Il compito: Sposta tutte le coordinate dei riquadri nelle risposte delle voci seguenti, aggiungendo 30 a ciascuna. Riscrivi ogni riga delle voci, comprese le istruzioni, ma lascia fuori le immagini.

Dati estratti:
::::
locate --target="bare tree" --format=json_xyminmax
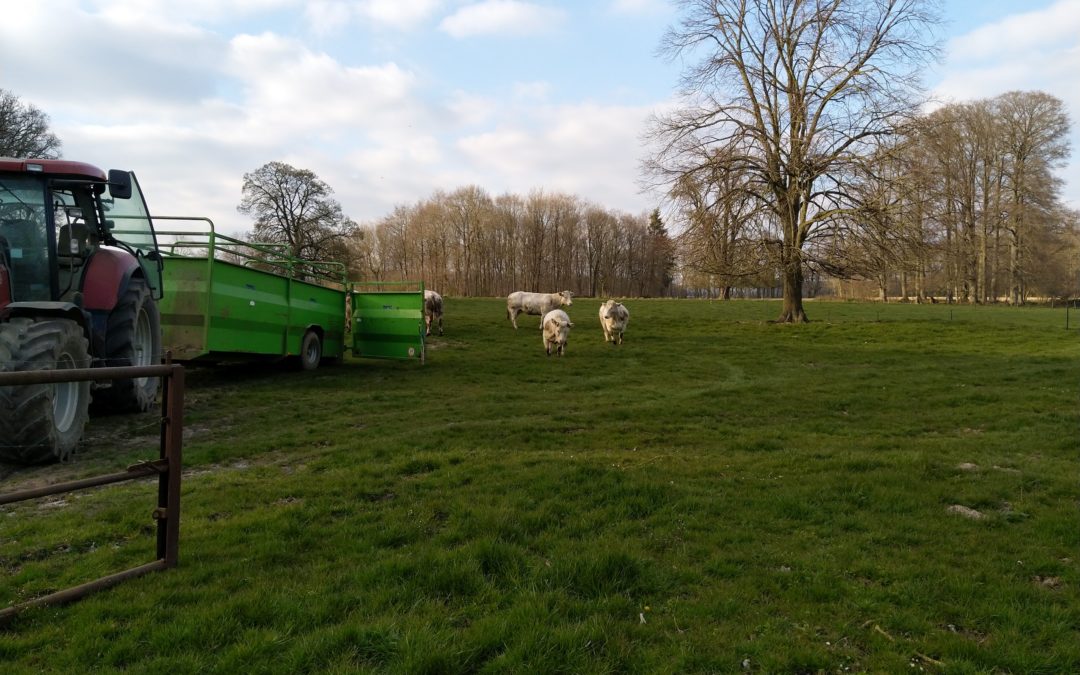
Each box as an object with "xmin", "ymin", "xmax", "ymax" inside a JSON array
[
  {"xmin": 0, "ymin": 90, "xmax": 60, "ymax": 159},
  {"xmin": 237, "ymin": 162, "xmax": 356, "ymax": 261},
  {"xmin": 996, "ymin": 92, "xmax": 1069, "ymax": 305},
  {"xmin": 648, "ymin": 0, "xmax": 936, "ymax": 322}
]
::::
Risultato del compito:
locate --target="bare tree" --format=json_xyminmax
Each box as an object with "xmin", "ymin", "xmax", "ymax" inside a JSON array
[
  {"xmin": 30, "ymin": 120, "xmax": 90, "ymax": 189},
  {"xmin": 267, "ymin": 192, "xmax": 386, "ymax": 291},
  {"xmin": 1026, "ymin": 122, "xmax": 1099, "ymax": 335},
  {"xmin": 678, "ymin": 30, "xmax": 966, "ymax": 352}
]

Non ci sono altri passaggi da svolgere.